● **Problem details**
Only a number is expected in reply: the number of lines below that include the word "aligned".

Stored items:
════════════════

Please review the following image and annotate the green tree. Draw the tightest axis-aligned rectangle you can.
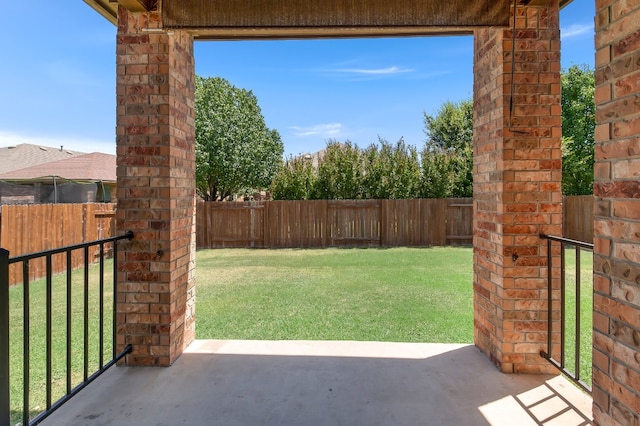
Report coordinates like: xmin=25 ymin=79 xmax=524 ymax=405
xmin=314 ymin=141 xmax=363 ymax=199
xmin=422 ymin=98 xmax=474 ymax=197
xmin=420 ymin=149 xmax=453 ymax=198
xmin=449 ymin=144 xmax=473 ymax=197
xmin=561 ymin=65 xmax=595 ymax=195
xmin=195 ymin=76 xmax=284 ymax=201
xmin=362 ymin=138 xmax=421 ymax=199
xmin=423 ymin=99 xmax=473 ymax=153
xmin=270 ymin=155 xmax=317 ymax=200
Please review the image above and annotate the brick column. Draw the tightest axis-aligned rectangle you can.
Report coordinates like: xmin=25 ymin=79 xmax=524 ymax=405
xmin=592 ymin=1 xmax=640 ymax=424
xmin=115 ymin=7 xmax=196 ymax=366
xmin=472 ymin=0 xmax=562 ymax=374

════════════════

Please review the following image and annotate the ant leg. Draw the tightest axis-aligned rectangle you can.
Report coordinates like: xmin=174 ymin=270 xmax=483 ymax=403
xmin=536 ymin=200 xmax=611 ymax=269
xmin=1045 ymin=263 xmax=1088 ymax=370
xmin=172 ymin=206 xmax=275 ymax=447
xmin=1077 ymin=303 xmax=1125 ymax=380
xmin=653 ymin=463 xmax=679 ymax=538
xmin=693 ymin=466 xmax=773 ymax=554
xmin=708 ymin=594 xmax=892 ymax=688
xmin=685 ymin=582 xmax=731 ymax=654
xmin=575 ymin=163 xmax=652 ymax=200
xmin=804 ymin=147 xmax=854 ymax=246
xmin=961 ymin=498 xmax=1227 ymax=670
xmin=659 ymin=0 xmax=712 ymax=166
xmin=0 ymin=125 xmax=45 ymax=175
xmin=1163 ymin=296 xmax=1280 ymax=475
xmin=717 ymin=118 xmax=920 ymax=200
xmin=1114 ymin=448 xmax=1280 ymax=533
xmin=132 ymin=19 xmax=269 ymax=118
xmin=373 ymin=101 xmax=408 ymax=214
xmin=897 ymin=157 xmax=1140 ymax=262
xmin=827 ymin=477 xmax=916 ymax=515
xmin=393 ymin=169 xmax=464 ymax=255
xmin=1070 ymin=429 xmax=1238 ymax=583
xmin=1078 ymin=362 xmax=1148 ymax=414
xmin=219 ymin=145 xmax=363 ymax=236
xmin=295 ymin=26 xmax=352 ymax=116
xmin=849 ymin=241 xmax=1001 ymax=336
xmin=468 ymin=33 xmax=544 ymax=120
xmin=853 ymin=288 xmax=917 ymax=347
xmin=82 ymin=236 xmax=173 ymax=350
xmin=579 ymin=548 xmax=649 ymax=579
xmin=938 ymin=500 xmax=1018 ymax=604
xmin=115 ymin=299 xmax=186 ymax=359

════════════════

● **Worked solution**
3